### WRITTEN EXERCISE
Update the listing below by replacing every "marker" with "pin" and leaving everything else unchanged.

Coordinate annotation records
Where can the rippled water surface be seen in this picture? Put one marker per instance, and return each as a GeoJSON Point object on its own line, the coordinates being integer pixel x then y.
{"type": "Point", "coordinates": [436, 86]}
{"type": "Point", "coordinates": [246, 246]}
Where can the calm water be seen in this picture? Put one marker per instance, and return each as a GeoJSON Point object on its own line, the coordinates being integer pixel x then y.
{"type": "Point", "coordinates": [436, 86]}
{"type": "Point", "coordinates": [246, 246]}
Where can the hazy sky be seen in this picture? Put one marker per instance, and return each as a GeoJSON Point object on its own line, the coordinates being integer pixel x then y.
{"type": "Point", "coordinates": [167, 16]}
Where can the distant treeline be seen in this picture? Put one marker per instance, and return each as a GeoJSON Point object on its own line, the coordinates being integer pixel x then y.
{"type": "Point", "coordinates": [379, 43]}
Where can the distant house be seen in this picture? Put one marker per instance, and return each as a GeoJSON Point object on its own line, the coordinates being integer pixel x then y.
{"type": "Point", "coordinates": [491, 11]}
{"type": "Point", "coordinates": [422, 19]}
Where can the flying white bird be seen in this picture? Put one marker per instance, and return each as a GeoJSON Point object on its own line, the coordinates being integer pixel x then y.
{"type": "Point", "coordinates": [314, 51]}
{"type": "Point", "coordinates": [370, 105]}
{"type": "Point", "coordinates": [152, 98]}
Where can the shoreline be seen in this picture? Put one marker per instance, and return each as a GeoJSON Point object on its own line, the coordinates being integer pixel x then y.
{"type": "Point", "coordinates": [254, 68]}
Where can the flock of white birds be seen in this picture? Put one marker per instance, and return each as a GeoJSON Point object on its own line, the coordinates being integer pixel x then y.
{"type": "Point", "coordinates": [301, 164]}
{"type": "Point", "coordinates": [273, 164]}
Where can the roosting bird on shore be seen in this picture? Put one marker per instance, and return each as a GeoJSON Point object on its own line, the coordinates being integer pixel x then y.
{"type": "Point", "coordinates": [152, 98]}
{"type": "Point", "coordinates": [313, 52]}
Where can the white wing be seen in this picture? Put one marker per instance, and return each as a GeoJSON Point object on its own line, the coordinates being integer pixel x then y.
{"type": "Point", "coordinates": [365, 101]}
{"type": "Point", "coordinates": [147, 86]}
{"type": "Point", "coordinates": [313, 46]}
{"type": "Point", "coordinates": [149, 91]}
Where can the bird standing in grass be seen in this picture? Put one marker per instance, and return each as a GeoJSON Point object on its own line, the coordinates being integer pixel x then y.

### RESPONSE TO THIS EXERCISE
Where can the rippled water surface be seen in this picture? Put one pin per instance, and return each as a GeoJSON Point object on its own line, the coordinates being integer pixel x then y.
{"type": "Point", "coordinates": [436, 86]}
{"type": "Point", "coordinates": [246, 246]}
Where can the calm water be seen in this picture? Put one pin per instance, and return each as a GeoJSON Point object on its own line, the coordinates being integer pixel x then y.
{"type": "Point", "coordinates": [436, 86]}
{"type": "Point", "coordinates": [246, 246]}
Where can the hazy sky be seen in this picture? Put one pin per instance, and return each as a GeoJSON Point object on its own line, the coordinates being integer pixel x then y.
{"type": "Point", "coordinates": [167, 16]}
Where can the distant treeline be seen in this picture? Put one pin per instance, and return each as a GeoJSON Point object on its own line, the coordinates being integer pixel x then y.
{"type": "Point", "coordinates": [379, 43]}
Where can the distant house be seen in this picture? Put one pin per instance, and return each as a GeoJSON Point object on its own line, the coordinates being integer pixel x then y.
{"type": "Point", "coordinates": [491, 11]}
{"type": "Point", "coordinates": [422, 19]}
Where can the flying white bird be seen in this picture? Put one pin per instance, and return each as a GeoJSON Point object on its own line, the coordinates being integer pixel x then y.
{"type": "Point", "coordinates": [314, 51]}
{"type": "Point", "coordinates": [370, 105]}
{"type": "Point", "coordinates": [152, 98]}
Where can the shoreline be seen in this picture? Put one pin per instance, and return each as a GeoJSON Point object on its own line, the coordinates being integer pixel x then y.
{"type": "Point", "coordinates": [254, 68]}
Where can the flock of white birds be seen in this picture? Put one pin per instance, and return each as a GeoJSON Point object on its own line, the coordinates being integer pixel x then y.
{"type": "Point", "coordinates": [301, 164]}
{"type": "Point", "coordinates": [273, 164]}
Where can the roosting bird on shore be seen in this picture? Put one pin per instance, and return each as a GeoJSON Point object on its own line, the coordinates being integer pixel x then y.
{"type": "Point", "coordinates": [152, 98]}
{"type": "Point", "coordinates": [313, 52]}
Where can the white wing be seen in this picture? Put one pin per instance, and return each as a GeoJSON Point object on its own line, the coordinates being integer pixel x then y.
{"type": "Point", "coordinates": [365, 101]}
{"type": "Point", "coordinates": [147, 86]}
{"type": "Point", "coordinates": [313, 46]}
{"type": "Point", "coordinates": [149, 91]}
Where can the bird standing in grass be seen in this picture? Put one pin per instance, and return each as a GeoJSON Point object on its own line, the coordinates being integer pixel x then y.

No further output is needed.